*What is needed*
Copy each of the following rows into your reply without changing any characters.

*Records for the exercise*
- - -
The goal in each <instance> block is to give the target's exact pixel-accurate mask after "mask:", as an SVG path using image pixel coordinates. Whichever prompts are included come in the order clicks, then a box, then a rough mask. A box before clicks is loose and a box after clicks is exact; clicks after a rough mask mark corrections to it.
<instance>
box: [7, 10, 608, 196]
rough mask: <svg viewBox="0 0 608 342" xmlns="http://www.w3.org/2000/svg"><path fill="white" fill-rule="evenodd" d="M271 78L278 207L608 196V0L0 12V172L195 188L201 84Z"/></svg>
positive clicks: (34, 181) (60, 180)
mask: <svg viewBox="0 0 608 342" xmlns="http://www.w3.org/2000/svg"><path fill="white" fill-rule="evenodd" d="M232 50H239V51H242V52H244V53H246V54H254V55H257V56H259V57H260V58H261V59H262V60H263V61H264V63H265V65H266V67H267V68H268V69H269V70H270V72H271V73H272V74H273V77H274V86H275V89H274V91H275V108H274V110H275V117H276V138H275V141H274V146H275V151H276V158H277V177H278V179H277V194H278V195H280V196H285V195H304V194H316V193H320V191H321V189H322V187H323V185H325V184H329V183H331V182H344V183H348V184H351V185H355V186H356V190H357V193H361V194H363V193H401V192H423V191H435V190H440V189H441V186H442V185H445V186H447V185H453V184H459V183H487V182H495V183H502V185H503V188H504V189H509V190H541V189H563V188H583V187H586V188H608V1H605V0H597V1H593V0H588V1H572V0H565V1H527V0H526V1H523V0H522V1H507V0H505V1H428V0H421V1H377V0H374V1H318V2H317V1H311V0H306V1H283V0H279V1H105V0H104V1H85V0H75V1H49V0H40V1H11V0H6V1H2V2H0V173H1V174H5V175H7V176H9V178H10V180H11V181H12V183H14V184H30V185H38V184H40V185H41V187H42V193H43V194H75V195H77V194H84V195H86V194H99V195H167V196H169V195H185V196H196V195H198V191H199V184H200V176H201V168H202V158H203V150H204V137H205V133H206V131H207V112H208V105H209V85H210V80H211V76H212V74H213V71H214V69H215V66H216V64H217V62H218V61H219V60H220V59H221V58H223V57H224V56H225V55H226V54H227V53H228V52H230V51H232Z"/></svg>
- - -
*Response below*
The goal in each <instance> block is to give the target's exact pixel-accurate mask after "mask:", as an SVG path using image pixel coordinates. Whichever prompts are included come in the order clicks, then a box, then a rough mask. A box before clicks is loose and a box after clicks is exact; clicks after a rough mask mark corrections to it.
<instance>
box: [7, 10, 608, 196]
rough mask: <svg viewBox="0 0 608 342" xmlns="http://www.w3.org/2000/svg"><path fill="white" fill-rule="evenodd" d="M271 78L278 207L608 196V0L0 12V172L195 188L201 84Z"/></svg>
positive clicks: (34, 181) (60, 180)
mask: <svg viewBox="0 0 608 342" xmlns="http://www.w3.org/2000/svg"><path fill="white" fill-rule="evenodd" d="M232 50H239V51H242V52H244V53H246V54H254V55H257V56H259V57H260V58H261V59H262V60H263V61H264V63H265V65H266V67H267V68H268V69H269V70H270V72H271V73H272V74H273V77H274V86H275V89H274V91H275V108H274V110H275V117H276V138H275V141H274V146H275V151H276V158H277V177H278V179H277V194H278V195H280V196H285V195H304V194H316V193H320V191H321V189H322V187H323V185H325V184H329V183H331V182H344V183H348V184H351V185H355V186H356V190H357V193H361V194H363V193H401V192H423V191H435V190H440V189H441V186H442V185H445V186H447V185H453V184H459V183H487V182H495V183H502V185H503V188H504V189H509V190H541V189H563V188H583V187H586V188H608V1H605V0H597V1H593V0H588V1H572V0H565V1H527V0H526V1H523V0H522V1H507V0H505V1H428V0H421V1H377V0H374V1H318V2H317V1H311V0H306V1H283V0H279V1H105V0H104V1H85V0H75V1H49V0H40V1H11V0H6V1H2V2H0V173H1V174H5V175H7V176H9V178H10V180H11V181H12V183H14V184H30V185H38V184H40V185H41V187H42V193H43V194H75V195H77V194H84V195H86V194H99V195H167V196H169V195H185V196H196V195H198V191H199V184H200V176H201V168H202V158H203V150H204V137H205V133H206V131H207V112H208V105H209V85H210V80H211V76H212V74H213V71H214V69H215V66H216V64H217V62H218V61H219V60H220V59H221V58H223V57H224V56H225V55H226V54H227V53H228V52H230V51H232Z"/></svg>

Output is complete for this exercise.